- How to complete this task:
Without including any picture, transcribe the entries below word for word.

(Beginning of Material supplied)

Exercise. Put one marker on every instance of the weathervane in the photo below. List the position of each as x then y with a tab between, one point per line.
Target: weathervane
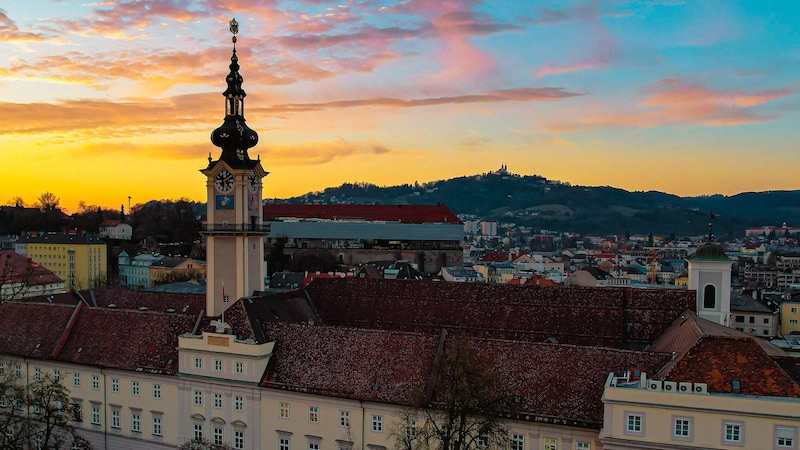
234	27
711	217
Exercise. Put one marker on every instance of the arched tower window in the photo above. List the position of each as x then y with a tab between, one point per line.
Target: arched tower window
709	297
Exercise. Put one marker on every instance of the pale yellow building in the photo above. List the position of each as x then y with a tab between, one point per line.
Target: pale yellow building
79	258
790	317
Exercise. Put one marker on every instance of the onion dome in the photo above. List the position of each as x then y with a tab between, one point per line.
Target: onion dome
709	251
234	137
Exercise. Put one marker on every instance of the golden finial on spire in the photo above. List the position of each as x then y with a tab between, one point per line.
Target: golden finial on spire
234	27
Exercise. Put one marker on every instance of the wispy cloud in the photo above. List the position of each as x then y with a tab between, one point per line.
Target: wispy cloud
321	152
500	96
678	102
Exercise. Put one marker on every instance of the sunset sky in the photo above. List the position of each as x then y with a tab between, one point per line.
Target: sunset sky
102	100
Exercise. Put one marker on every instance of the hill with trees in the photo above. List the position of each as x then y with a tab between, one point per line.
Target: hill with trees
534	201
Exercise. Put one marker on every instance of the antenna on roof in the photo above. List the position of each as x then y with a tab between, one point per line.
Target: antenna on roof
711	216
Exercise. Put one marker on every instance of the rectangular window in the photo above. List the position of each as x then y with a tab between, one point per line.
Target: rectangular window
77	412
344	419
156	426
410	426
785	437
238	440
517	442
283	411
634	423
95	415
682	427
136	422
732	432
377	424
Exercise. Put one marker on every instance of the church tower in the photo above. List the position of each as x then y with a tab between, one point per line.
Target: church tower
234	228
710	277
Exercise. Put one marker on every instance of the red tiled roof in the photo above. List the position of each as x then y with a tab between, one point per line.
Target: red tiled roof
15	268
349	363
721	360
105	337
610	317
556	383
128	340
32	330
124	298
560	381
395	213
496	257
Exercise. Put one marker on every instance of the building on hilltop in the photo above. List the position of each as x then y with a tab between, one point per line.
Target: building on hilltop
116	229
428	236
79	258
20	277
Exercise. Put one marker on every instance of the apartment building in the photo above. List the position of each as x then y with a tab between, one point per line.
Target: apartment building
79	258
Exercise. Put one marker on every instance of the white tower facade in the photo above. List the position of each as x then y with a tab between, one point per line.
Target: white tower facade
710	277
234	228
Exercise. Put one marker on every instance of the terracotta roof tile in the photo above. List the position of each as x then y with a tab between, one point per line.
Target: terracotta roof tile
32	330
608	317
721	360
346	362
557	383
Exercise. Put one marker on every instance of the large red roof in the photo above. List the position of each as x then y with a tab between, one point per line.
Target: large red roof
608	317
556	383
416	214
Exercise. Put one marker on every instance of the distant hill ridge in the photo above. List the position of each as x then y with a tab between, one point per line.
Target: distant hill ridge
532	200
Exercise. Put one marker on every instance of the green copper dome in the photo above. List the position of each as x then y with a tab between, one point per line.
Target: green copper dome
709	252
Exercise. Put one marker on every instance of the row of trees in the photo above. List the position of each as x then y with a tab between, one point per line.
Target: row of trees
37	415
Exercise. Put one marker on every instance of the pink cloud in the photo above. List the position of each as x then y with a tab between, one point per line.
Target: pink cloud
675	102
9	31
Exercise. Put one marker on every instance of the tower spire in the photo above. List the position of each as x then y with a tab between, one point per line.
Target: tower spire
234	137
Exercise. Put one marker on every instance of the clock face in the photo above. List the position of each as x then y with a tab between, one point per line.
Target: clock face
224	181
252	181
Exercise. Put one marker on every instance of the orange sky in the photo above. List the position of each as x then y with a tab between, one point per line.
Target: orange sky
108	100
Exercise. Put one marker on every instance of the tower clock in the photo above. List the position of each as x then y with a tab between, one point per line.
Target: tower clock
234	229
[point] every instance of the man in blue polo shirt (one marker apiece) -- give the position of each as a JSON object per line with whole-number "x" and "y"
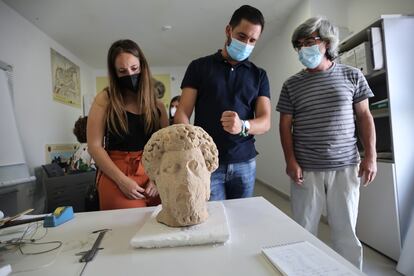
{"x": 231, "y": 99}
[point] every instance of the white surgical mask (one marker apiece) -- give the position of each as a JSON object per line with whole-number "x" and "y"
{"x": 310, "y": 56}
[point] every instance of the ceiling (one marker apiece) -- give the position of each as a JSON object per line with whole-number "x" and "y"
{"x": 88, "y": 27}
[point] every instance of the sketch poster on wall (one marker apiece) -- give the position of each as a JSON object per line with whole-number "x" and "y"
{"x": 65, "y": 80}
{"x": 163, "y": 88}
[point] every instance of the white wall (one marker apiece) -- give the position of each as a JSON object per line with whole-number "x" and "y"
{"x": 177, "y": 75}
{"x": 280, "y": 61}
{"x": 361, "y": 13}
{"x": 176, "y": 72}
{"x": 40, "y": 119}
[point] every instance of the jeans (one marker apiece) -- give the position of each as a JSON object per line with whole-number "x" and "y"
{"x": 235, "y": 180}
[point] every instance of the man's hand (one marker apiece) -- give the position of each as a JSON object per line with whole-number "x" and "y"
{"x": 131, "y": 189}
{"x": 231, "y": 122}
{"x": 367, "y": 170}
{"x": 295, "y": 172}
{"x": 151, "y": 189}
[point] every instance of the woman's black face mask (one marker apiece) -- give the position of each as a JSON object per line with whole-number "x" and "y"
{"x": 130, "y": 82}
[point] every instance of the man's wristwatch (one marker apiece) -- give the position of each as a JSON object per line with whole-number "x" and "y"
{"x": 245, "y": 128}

(End of Material supplied)

- Your solution:
Exercise. Put one marker on every instance of the weathervane in the photo below. List the position of each as x then y with a tab between, one point per line.
Target: weathervane
234	27
711	217
Exercise. Put one marker on every instance of the arched tower window in the photo above. List the position of each as x then y with a tab between, one point per line.
Target: arched tower window
709	297
Exercise. Put one marker on every instance of the pale yellow building in the photo above. List the position of each as x then y with a tab between, one point per line.
Target: pale yellow building
79	258
790	317
Exercise. Put one marker on every instance of the onion dome in the photo above. List the position of each as x then y with a tab between, one point per line.
Target: onion dome
709	251
234	137
Exercise. Put one marker on every instance of the golden finial on spire in the photo above. List the position of each as x then y with a tab between, one point per line.
Target: golden finial on spire
234	27
Exercise. Put one marker on every instance of the wispy cloud in the photo above. List the position of each as x then y with a tab between, one point per line.
Target: wispy cloud
321	152
500	96
678	102
Exercise. Put one marker on every instance of the sunset sky in the photo above. List the position of each as x then y with a tab between, one point per line.
Target: sunset sky
102	100
Exercise. Put one marker on every instance of the hill with trees in the photo above. List the position of each as x then y with a tab between, one point per line.
Target: hill with trees
534	201
Exercise. Put one marker on every instance of the antenna on roof in the photo above. List the position of each as x then y with a tab between, one point per line.
Target: antenna on roof
711	216
Exercise. Put one marker on every instance of the rectangular window in the photo above. List the position of each as x then y with a tab between, one point per line.
Target: rectangular window
77	412
344	419
156	426
410	426
785	437
238	440
517	442
283	411
634	423
95	415
682	427
136	422
732	432
377	424
Exercise. Put one marker on every instance of the church tower in the photo above. List the position of each as x then y with a tab between, one point per line.
Target: church tower
234	228
710	277
Exercise. Put one marker on every instance of the red tiled roof in the photo above. List the position of each as x then y with a tab between, one point per line.
Target: red tiled roof
15	268
349	363
721	360
105	337
610	317
556	383
128	340
32	330
124	298
560	381
395	213
496	257
Exercise. Put one marker on every instance of the building on hilltop in the photo above. List the position of each as x then y with a tab between, one point per line.
Target: building on hilltop
116	229
428	236
79	258
20	277
Exercise. Put one marker on every instance of the apartment building in the photo above. List the position of each as x then y with a tab between, one point per line.
Target: apartment building
79	258
Exercise. Put one marker on every instance of the white tower facade in the photo above. List the position of each as x then y with a tab between, one point per line.
Target: white tower facade
710	277
234	228
Exercise. Put one marker on every instance of the terracotta roof tile in the photo above. List the position of each as x then y with a tab between, one point per line.
Target: terracotta roof tile
32	330
608	317
721	360
346	362
557	383
Exercise. Put one marker on every instance of the large red roof in the photo above. List the position of each as x then y with a tab between, one point per line.
Target: large red roof
608	317
556	383
416	214
Exercise. Put one marker on every instance of the distant hill ridge in the photo above. List the position of each as x then y with a tab between, one point per line.
Target: distant hill ridge
532	200
Exercise. Put one marker on every instance of the green copper dome in the photo above. List the position of each as x then y with a tab between, one point per line.
Target: green copper dome
709	252
Exercise. Put one marker on every instance of the row of trees in the photo above. List the position of each as x then y with a tab between, one point per line.
Target: row of trees
37	415
Exercise. Put one marker on every instance of the pink cloud in the photo above. List the position of each as x then y with a tab between, one point per line.
Target: pink cloud
675	102
9	31
Exercise. Put one marker on every instance of the tower spire in the photo above. List the position of each as x then y with a tab between, one point per line.
Target: tower spire
234	137
Exercise. Put one marker on every instance of the clock face in the photo above. List the position of each as x then y with a tab between, one point per line.
Target: clock face
224	181
252	181
Exercise. Put one marker on every instance of the orange sky in the photo above. List the position of each as x then y with a tab between, one point per line.
Target: orange sky
108	100
Exercise. Put one marker on every instance of the tower clock in the photo above. List the position of each as x then y with a tab between, one point per line.
Target: tower clock
234	229
[point] every instance of the man in blue polo shirt (one marker apiece) -- give the position of each as a JSON object per line with whole-number "x" and "y"
{"x": 231, "y": 99}
[point] every instance of the white surgical mask (one marker apiece) -- give the position of each as a JSON object per line with whole-number "x" and "y"
{"x": 310, "y": 56}
[point] every instance of the ceiling (one marker apiece) -- give the position of each as a JSON object per line with whole-number "x" and "y"
{"x": 88, "y": 27}
[point] every instance of the sketch poster on wall (one marker apiece) -- give the position of each as a JSON object per line with whole-number "x" and "y"
{"x": 65, "y": 80}
{"x": 163, "y": 88}
[point] every instance of the white wall (one marker apiece) -- give the position of each as a JSON object per line with whole-number "x" and "y"
{"x": 177, "y": 75}
{"x": 280, "y": 61}
{"x": 361, "y": 13}
{"x": 176, "y": 72}
{"x": 40, "y": 119}
[point] every instance of the jeans (one marker apiece) -- give the position of each as a JSON object per line with whole-number "x" and "y"
{"x": 235, "y": 180}
[point] every instance of the man's hand (one marker apiece) -- give the position of each as a JSON object per line with whole-number "x" and "y"
{"x": 131, "y": 189}
{"x": 231, "y": 122}
{"x": 367, "y": 170}
{"x": 295, "y": 172}
{"x": 151, "y": 189}
[point] every instance of the woman's black face mask (one marker apiece) -- give the position of each as a JSON object per line with whole-number "x" and "y"
{"x": 130, "y": 82}
[point] every instance of the man's wristwatch (one marker apiece) -- give the position of each as a JSON object per line with whole-number "x" and "y"
{"x": 245, "y": 128}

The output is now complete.